(Extracted data):
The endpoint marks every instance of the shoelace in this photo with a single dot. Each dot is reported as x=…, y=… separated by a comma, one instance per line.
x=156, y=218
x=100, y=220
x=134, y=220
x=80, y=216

(Task to carry out):
Output every row above as a numbered list, omitting any blank lines.

(Answer for the task):
1. The endpoint marks every instance of the shoelace in this photo with a single dot. Each dot is reported as x=…, y=… separated by a comma, one instance per line.
2. x=156, y=218
3. x=100, y=220
4. x=134, y=220
5. x=80, y=216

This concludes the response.